[Supplied information Boundary: Start]

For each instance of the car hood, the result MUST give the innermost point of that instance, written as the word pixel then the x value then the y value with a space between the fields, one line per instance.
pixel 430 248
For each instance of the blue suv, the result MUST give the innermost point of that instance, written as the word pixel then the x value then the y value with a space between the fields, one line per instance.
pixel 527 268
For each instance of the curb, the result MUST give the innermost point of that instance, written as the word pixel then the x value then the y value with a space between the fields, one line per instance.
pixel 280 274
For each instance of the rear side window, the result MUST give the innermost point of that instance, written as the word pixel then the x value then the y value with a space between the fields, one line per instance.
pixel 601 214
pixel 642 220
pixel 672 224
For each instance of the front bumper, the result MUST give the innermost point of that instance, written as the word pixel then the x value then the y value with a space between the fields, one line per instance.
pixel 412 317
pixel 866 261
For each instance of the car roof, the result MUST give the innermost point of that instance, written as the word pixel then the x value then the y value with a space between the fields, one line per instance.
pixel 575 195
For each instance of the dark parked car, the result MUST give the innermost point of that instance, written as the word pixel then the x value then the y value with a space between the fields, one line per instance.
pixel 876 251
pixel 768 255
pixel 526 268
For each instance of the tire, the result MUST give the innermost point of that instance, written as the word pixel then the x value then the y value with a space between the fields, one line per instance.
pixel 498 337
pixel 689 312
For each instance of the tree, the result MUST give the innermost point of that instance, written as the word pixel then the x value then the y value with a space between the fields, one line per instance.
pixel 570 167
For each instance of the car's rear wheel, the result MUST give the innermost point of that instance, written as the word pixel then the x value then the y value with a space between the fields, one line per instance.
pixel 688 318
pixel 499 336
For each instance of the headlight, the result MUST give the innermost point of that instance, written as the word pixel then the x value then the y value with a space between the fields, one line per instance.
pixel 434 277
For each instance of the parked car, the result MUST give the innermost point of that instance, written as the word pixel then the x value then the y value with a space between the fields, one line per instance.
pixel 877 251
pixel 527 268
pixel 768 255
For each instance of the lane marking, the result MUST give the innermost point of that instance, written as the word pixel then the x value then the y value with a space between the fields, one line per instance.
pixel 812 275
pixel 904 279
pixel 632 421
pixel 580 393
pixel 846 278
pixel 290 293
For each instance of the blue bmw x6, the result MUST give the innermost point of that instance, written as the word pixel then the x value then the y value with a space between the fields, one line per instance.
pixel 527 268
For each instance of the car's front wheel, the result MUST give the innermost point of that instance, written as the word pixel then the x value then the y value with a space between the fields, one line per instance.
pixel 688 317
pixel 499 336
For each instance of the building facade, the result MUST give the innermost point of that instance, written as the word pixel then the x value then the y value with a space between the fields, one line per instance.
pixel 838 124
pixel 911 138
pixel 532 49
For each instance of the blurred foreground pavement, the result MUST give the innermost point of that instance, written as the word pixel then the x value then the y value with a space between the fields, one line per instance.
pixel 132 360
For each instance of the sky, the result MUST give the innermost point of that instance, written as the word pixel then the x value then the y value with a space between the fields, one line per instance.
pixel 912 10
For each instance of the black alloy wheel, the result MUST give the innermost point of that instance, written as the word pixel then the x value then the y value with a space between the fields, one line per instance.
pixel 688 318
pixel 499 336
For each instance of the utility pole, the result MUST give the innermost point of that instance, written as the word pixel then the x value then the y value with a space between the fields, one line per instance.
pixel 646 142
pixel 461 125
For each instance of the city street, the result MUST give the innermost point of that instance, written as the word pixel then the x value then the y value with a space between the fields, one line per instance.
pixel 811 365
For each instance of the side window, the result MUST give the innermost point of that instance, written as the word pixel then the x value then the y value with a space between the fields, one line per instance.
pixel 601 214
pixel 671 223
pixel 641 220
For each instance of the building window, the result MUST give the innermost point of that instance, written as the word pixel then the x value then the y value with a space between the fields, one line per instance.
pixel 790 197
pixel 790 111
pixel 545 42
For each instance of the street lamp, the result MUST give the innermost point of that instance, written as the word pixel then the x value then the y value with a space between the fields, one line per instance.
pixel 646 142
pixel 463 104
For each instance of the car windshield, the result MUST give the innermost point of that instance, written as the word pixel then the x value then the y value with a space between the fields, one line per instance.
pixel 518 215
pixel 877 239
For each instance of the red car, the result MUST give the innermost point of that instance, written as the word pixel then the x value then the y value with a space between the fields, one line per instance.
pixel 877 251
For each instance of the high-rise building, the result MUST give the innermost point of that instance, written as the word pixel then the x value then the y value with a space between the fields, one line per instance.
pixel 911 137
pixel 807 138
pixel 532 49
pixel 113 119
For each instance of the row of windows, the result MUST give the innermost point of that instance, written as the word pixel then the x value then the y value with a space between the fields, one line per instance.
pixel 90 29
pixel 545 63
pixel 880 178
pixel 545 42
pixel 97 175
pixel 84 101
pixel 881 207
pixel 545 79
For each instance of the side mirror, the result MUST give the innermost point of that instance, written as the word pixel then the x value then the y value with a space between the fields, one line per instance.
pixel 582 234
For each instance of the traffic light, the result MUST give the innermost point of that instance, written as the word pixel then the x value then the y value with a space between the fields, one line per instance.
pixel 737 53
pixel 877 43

[Supplied information Boundary: End]

Your answer should consist of every record, printed exactly as given.

For each instance of the car hood, the result MUST give the innermost point of that instance, written as the word pixel then the x value then the y value with a space between the fields, one line per instance.
pixel 430 248
For each instance of the blue suv, the result MUST give the innermost point of that instance, written as the word pixel then the x value then the y value with a space between the fields, one line per instance.
pixel 527 268
For each instance of the curb, the result MUST give the innermost point of that instance, written as the word pixel then the x value then the y value with a space between the fields, one line per instance.
pixel 280 274
For each instance of the rear side window, the result MUST give the innermost point of that instance, written as the word pixel then the x value then the y value with a space between the fields, one line per instance.
pixel 601 214
pixel 642 220
pixel 672 224
For each instance of the front bumper, the result MUST give the innermost point of that instance, written as the word pixel then the x value then the y value with a space between the fields, one line per instance.
pixel 412 317
pixel 866 261
For each instance of the car roof, the result MUST give the innermost point of that instance, written as the word pixel then the x value then the y value with a space between the fields, one line per instance.
pixel 575 195
For each instance of the dark parked car, the result MUST give the innermost point of that instance, written as the word pixel then the x value then the y value with a space between the fields, one line per instance.
pixel 876 251
pixel 768 255
pixel 526 268
For each instance of the tire, the result MUST give the innermost point of that instance, written as the word pixel then the x value then the y value with a space between the fields, one line per instance.
pixel 498 337
pixel 689 312
For each instance of the tree, the result MUST give the innermost point of that instance, written as the word pixel then the x value then the y value with a space between the fields, one line per instance.
pixel 570 167
For each instance of the car's rear wheel, the result MUST give the innermost point of that instance, written as the word pixel then the x value then the y value with a space between the fields, one line per instance.
pixel 688 318
pixel 499 336
For each instance of the headlight, the result MUST give the innermost point of that instance, written as the word pixel then the x value then the y value with a space between the fields, one line per instance.
pixel 434 277
For each instance of the parked car, the result MUST give the innermost point of that instance, written as the word pixel then the x value then the y value with a space between the fields, one line per instance.
pixel 877 251
pixel 527 268
pixel 768 255
For each instance of the lane marking, the result MUST give the innermost point of that instance, written as the word pixel then the x value then the y value with a space between the fields, one line per instance.
pixel 812 275
pixel 904 279
pixel 632 421
pixel 580 393
pixel 846 278
pixel 290 293
For each instance of the blue bmw x6, the result MUST give the innermost point of that instance, written as the word pixel then the x value then the y value with a space between the fields, one line per instance.
pixel 527 268
For each instance of the car's front wheel, the result MUST give the innermost point of that instance, written as the word pixel then the x value then the y value with a space between the fields, one line per instance.
pixel 688 317
pixel 499 336
For each instance of the building facade, the result MUST give the innermost point of that instance, written as the word pixel then the x value then the y value with a space between the fields, one line per instance.
pixel 838 124
pixel 911 138
pixel 532 49
For each instance of the blurred foreground pavement, the result MUST give the innermost point of that instance, written as the word pixel then the x value then the y value with a space between the fields, one line per instance.
pixel 132 360
For each instance of the sky, the result MUST give the innermost point of that instance, written as the word pixel then the x value then the y value with a space between the fields, one line per instance.
pixel 912 10
For each instance of the black alloy wheel, the result MUST give the innermost point of that instance, written as the word pixel then the x value then the y value with a space between the fields, one line per instance.
pixel 688 318
pixel 499 336
For each instance of the utility pole, the result MUST give the innermost point of that instance, written as the word pixel then the x value then the y value with a space between the fields, one line per instance.
pixel 646 142
pixel 461 125
For each instance of the city street, the result MUST give the innermost point of that instance, written as the word pixel then the x value then the y value with a space between the fields, one line per instance.
pixel 811 365
For each instance of the side window, the result MUST give the innermost point of that instance, written as the word pixel then the x value then the y value with a space between the fields, one line per instance.
pixel 601 214
pixel 671 223
pixel 641 220
For each instance of the building window, the result MUST give the innermost point of that instance, written as the word pixel then the x value then the y value with a space between the fields, one line per instance.
pixel 790 197
pixel 790 111
pixel 545 42
For each instance of the street lamp, the result MUST give the innermost point of that instance, written as the word pixel then the x value then the y value with a space between the fields, one line per instance.
pixel 646 142
pixel 463 104
For each instance of the car windshield, the result MUST give the innermost point of that instance, written as the word pixel then the x value then the y value with a space between the fields, one line per instance.
pixel 518 215
pixel 877 239
For each instance of the red car, the result MUST give the innermost point of that instance, written as the word pixel then the x value then the y value with a space between the fields, one line per instance.
pixel 877 251
For each instance of the high-rise building, the result MUST give the innermost point of that instance, written as the word pixel then the x value then the y value with a space between the fields, one line per instance.
pixel 911 137
pixel 807 138
pixel 532 49
pixel 113 119
For each instance of the row of windows, the result MUST give the innermost point of that instance, written as the word pixel then the x value then the y value with a space between the fields, one line per instance.
pixel 90 29
pixel 545 63
pixel 880 178
pixel 545 42
pixel 97 175
pixel 84 101
pixel 881 207
pixel 545 79
For each instance of the side mirror, the result MUST give the innermost point of that instance, written as the word pixel then the x value then the y value with a space between the fields, one line per instance.
pixel 582 234
For each instance of the traffic light, the result MUST give the innermost point of that instance, written as the word pixel then the x value then the y value with a space between the fields, one line per instance.
pixel 737 53
pixel 877 43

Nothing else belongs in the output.